### Input

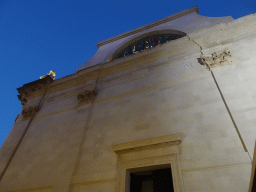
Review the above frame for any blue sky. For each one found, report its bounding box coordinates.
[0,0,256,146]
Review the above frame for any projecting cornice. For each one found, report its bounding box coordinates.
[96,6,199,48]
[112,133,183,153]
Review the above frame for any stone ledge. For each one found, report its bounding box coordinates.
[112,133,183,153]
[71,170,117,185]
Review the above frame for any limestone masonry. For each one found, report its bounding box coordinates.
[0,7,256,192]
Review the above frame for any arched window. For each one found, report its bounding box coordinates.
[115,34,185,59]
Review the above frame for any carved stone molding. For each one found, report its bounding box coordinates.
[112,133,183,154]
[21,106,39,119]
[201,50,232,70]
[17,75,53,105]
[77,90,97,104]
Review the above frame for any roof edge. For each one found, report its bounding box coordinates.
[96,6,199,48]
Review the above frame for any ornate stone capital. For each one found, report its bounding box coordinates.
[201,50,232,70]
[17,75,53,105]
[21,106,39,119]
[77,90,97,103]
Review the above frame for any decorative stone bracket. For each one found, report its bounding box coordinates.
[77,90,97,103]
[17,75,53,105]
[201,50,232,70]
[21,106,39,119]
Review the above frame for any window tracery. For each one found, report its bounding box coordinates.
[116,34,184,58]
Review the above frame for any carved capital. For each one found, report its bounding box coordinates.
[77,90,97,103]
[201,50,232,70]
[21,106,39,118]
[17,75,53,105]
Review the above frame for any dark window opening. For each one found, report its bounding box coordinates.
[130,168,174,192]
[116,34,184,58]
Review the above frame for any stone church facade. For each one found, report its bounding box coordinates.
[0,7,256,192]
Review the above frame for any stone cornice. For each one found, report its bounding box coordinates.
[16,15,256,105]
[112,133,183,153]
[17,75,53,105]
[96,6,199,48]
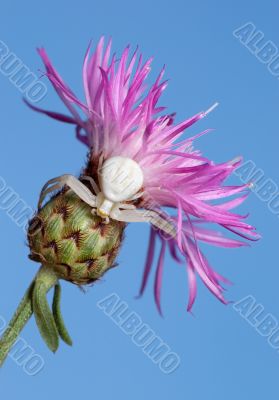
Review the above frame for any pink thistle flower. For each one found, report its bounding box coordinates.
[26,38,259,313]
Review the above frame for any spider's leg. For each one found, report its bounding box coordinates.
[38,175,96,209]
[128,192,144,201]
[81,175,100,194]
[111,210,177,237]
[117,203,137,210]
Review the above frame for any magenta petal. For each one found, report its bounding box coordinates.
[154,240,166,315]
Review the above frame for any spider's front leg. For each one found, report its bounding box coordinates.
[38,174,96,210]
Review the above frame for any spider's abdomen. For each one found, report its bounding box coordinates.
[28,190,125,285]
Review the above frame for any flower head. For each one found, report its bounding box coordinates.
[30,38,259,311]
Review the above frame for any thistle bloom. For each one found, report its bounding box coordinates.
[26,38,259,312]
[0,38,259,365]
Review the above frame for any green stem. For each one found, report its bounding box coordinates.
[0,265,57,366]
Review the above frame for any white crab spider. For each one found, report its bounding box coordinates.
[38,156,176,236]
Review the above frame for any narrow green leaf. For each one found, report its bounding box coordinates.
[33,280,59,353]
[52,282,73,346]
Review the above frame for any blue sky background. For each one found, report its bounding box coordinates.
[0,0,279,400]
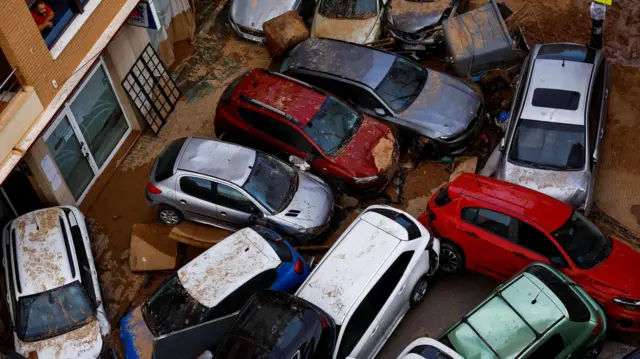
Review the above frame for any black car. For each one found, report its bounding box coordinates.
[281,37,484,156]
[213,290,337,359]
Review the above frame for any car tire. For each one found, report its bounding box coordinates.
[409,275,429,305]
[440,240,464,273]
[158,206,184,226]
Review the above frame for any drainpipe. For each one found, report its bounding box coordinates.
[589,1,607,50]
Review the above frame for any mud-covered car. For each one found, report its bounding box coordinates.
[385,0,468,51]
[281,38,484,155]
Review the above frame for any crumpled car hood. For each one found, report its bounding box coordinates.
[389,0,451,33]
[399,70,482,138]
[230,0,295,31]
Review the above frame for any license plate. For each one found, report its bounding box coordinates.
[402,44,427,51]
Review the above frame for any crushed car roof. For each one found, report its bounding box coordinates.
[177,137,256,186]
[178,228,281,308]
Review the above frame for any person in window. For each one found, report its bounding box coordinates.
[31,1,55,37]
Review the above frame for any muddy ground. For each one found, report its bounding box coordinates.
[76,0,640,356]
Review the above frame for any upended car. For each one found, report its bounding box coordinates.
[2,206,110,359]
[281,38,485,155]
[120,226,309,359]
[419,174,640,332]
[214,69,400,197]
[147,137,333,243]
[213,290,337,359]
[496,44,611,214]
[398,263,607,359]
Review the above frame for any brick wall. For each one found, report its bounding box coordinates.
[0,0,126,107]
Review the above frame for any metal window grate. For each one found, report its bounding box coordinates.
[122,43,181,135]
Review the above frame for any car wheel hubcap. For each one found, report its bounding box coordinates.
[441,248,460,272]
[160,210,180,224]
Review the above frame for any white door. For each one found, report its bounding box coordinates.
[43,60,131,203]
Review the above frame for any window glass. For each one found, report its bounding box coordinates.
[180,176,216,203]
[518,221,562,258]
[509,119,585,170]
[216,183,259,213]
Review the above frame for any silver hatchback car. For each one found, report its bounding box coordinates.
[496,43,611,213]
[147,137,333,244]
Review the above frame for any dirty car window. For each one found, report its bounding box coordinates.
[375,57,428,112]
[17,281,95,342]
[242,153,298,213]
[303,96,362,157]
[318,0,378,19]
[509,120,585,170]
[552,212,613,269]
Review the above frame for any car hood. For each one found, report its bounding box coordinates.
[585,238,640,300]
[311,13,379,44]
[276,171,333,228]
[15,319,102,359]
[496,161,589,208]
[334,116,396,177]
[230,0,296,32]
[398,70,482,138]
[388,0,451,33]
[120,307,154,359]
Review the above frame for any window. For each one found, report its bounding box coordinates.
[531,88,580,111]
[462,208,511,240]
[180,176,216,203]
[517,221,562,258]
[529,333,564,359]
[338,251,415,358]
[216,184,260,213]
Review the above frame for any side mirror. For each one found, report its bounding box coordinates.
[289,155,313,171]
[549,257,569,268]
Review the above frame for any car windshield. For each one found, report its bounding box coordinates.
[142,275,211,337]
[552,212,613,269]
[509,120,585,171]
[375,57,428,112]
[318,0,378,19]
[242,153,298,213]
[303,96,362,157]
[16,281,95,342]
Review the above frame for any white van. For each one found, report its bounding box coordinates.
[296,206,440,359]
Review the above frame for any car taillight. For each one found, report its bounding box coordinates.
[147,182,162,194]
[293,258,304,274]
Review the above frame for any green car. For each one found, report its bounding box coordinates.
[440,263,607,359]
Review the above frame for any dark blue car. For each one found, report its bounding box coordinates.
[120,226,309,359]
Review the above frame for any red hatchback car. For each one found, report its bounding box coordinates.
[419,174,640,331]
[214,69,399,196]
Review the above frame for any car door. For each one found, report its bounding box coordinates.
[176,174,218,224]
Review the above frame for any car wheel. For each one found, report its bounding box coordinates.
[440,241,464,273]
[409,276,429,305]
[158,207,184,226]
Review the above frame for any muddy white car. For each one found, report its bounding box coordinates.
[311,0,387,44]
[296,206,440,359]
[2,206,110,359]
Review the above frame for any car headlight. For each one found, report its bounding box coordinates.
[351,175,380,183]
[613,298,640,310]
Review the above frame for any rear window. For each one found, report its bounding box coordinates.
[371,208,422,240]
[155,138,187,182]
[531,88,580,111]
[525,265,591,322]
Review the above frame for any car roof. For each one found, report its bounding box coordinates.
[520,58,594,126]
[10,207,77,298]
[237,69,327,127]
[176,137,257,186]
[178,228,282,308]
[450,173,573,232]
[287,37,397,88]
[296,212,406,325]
* * *
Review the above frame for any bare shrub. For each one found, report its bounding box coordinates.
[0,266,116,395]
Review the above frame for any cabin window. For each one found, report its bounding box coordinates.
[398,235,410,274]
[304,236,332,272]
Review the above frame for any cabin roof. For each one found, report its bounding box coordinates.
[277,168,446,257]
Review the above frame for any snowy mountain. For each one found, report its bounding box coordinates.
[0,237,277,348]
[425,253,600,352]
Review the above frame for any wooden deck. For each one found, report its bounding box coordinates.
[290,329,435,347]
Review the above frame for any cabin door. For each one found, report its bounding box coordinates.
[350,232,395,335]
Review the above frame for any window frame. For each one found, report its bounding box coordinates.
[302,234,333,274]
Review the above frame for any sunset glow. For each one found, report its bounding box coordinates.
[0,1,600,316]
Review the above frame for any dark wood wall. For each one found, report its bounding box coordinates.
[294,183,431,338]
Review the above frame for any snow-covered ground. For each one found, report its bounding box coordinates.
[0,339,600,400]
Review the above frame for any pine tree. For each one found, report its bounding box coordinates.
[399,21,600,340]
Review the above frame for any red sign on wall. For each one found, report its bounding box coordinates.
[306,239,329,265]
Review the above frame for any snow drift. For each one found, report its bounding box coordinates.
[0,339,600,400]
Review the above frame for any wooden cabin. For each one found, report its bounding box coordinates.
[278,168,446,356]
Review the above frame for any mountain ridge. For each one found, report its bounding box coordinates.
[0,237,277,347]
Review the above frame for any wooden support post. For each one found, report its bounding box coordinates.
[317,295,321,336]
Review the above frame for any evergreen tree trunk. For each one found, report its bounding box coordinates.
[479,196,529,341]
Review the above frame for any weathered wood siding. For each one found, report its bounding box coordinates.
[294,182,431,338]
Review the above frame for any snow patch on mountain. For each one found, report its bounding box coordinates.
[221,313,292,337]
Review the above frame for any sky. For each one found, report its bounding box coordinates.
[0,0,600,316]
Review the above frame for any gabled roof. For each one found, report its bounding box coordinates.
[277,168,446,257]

### Exercise description
Replace "license plate" with "registration plate" in the part of the items that opens with the line containing "Review the above frame for any crumpled" and closes with the line containing "[76,0,640,356]", and give that part again with all else unchanged.

### Result for this exercise
Review the above frame for any crumpled car hood. For each one found, report its bounding box coordinates.
[389,0,451,33]
[399,70,482,138]
[230,0,295,31]
Review the above frame for any registration plate. For each one found, report its bounding box coordinates.
[402,44,427,51]
Review the above frame for any crushed car roof. For each one found, report its bounding box coordinates.
[177,137,256,186]
[178,228,281,308]
Review the above frame for any person in window. For each one found, report its bounding box coordinates.
[31,1,55,37]
Review the above frame for any muddy ground. For each one found, report its bounding box coordinates.
[76,0,640,356]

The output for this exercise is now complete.